(Picture shape labeling records)
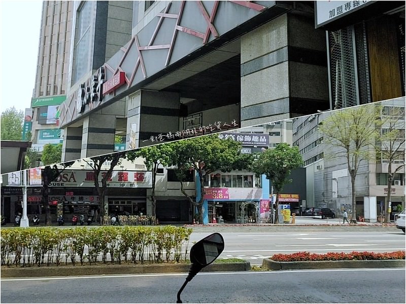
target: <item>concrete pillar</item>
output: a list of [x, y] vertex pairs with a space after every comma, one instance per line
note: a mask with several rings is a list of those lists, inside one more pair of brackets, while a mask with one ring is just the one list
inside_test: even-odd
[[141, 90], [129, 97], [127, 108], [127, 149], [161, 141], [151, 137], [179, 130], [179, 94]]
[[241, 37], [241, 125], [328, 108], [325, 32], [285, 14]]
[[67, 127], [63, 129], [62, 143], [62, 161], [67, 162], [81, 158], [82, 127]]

PROBLEM TO SOLVE ▸ Turn every line of the records into a Markdown table with the columns "Row" and "Line", where "Row" numbers each line and "Line" holds the line itself. Leave out blank lines and the pictures.

WORKED SOLUTION ▸
| Row | Line |
|---|---|
| 1 | target: <item>concrete pillar</item> |
| 2 | output: a list of [x, y] vertex pairs with a space after every comma, one instance per line |
| 3 | note: a mask with several rings is a list of those lists, inside one more pair of brackets, while a mask with one ring is just the one list |
| 4 | inside_test: even-odd |
| 5 | [[141, 90], [129, 97], [127, 108], [127, 149], [161, 141], [151, 137], [179, 130], [179, 94]] |
| 6 | [[241, 37], [241, 125], [328, 108], [325, 32], [285, 14]] |
| 7 | [[67, 127], [63, 129], [62, 143], [62, 161], [67, 162], [81, 158], [82, 127]] |